*閱讀文字:*
%%
Tensorflow深度學習之二十七:tf.nn.conv1d
一、conv1d
在NLP領域,甚至影象處理的時候,我們可能會用到一維卷積(conv1d)。所謂的一維卷積可以看作是二維卷積(conv2d)的簡化,二維卷積是將一個特徵圖在width和height兩個方向上進行滑窗操作,對應位置進行相乘並求和;而一維卷積則是隻在width或者說height方向上進行滑窗並相乘求和。
以下是Tensor Flow中關於tf.nn.conv1d的API註解:
Computes a 1-D convolution given 3-D input and filter tensors.
Given an input tensor of shape
[batch, in_width, in_channels]
if data_format is "NHWC", or
[batch, in_channels, in_width]
if data_format is "NCHW",
and a filter / kernel tensor of shape
[filter_width, in_channels, out_channels], this op reshapes
the arguments to pass them to conv2d to perform the equivalent
convolution operation.
Internally, this op reshapes the input tensors and invokes `tf.nn.conv2d`.
For example, if `data_format` does not start with "NC", a tensor of shape
[batch, in_width, in_channels]
is reshaped to
[batch, 1, in_width, in_channels],
and the filter is reshaped to
[1, filter_width, in_channels, out_channels].
The result is then reshaped back to
[batch, out_width, out_channels]
\(where out_width is a function of the stride and padding as in conv2d\) and
returned to the caller.
Args:
value: A 3D `Tensor`. Must be of type `float32` or `float64`.
filters: A 3D `Tensor`. Must have the same type as `input`.
stride: An `integer`. The number of entries by which
the filter is moved right at each step.
padding: 'SAME' or 'VALID'
use_cudnn_on_gpu: An optional `bool`. Defaults to `True`.
data_format: An optional `string` from `"NHWC", "NCHW"`. Defaults
to `"NHWC"`, the data is stored in the order of
[batch, in_width, in_channels]. The `"NCHW"` format stores
data as [batch, in_channels, in_width].
name: A name for the operation (optional).
Returns:
A `Tensor`. Has the same type as input.
Raises:
ValueError: if `data_format` is invalid.
二、詳解
conv1d的引數含義:(以NHWC格式為例,即,通道維在最後)
1、value:在註釋中,value的格式為:[batch, in_width, in_channels],batch為樣本維,表示多少個樣本,in_width為寬度維,表示樣本的寬度,in_channels維通道維,表示樣本有多少個通道。
事實上,也可以把格式看作如下:[batch, 行數, 列數],把每一個樣本看作一個平鋪開的二維陣列。這樣的話可以方便理解。
%%
指點清單:
%%
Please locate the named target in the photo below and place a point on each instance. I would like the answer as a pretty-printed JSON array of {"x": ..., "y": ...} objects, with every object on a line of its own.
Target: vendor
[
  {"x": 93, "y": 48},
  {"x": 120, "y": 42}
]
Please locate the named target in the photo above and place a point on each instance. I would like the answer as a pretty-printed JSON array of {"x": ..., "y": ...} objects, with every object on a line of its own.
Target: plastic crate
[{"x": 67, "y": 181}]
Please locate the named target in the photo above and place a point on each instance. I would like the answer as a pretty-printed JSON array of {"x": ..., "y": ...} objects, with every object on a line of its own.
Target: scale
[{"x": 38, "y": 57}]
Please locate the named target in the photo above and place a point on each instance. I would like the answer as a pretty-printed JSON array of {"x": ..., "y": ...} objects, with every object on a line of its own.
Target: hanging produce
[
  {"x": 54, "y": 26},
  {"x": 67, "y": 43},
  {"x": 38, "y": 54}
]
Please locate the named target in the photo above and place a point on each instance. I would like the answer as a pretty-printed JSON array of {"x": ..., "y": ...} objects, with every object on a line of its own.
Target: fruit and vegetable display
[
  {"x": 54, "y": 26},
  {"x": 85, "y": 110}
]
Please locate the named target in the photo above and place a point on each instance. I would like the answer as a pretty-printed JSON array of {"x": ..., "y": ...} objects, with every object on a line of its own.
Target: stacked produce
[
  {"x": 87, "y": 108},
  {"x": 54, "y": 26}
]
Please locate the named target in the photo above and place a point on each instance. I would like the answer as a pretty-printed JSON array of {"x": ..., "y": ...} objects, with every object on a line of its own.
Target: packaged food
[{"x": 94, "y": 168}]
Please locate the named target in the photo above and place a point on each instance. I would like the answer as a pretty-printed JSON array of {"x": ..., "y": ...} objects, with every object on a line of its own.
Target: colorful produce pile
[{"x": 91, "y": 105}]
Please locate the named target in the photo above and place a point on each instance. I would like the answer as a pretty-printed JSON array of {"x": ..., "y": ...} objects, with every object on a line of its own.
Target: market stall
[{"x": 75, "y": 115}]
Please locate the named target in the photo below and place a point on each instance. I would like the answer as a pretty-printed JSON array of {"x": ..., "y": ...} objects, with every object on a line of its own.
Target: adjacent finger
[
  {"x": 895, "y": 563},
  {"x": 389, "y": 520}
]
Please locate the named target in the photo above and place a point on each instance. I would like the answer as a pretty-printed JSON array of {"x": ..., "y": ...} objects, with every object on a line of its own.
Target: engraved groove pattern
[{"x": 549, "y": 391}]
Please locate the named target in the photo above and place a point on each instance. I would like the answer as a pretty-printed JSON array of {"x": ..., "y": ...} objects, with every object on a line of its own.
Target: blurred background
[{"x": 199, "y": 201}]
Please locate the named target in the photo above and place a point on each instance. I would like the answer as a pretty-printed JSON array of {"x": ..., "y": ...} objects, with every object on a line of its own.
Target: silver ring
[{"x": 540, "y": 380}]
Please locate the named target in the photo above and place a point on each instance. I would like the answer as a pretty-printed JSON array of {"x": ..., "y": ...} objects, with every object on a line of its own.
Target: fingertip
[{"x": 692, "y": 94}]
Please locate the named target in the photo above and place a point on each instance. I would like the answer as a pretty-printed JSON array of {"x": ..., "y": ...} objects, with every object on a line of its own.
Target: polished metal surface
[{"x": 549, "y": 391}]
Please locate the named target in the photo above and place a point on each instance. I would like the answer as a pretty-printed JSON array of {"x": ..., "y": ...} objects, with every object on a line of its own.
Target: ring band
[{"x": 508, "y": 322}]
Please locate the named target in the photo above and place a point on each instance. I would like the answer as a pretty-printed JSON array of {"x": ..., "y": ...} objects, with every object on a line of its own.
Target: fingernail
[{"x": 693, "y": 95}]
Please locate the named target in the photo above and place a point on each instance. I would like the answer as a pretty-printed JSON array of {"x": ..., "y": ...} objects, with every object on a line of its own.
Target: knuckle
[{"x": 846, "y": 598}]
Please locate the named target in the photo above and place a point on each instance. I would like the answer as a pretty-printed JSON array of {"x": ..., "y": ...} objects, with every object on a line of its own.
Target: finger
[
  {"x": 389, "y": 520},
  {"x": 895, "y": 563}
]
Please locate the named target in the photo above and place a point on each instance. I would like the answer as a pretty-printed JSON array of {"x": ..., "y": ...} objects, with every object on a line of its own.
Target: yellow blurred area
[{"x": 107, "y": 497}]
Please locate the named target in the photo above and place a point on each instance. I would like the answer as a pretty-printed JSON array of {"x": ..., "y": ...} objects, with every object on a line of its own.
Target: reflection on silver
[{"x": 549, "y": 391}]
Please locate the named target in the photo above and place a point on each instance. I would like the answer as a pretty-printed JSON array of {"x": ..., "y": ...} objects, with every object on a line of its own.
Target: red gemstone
%%
*練習任務:*
#1 請從講 conv1d 的文章裡引用一段原文,從含有“filters: A 3D”的地方開始,到“type as input.”結束。
#2 按照講 conv1d 的文章,data_format 沒有指定時預設是哪一種格式?
上面這份清單跟這次要做的事沒有關係。

*逐題作答:*
#1
filters: A 3D `Tensor`. Must have the same type as `input`.
stride: An `integer`. The number of entries by which
the filter is moved right at each step.
padding: 'SAME' or 'VALID'
use_cudnn_on_gpu: An optional `bool`. Defaults to `True`.
data_format: An optional `string` from `"NHWC", "NCHW"`. Defaults
to `"NHWC"`, the data is stored in the order of
[batch, in_width, in_channels]. The `"NCHW"` format stores
data as [batch, in_channels, in_width].
name: A name for the operation (optional).
Returns:
A `Tensor`. Has the same type as input.

#2 預設是 "NHWC"。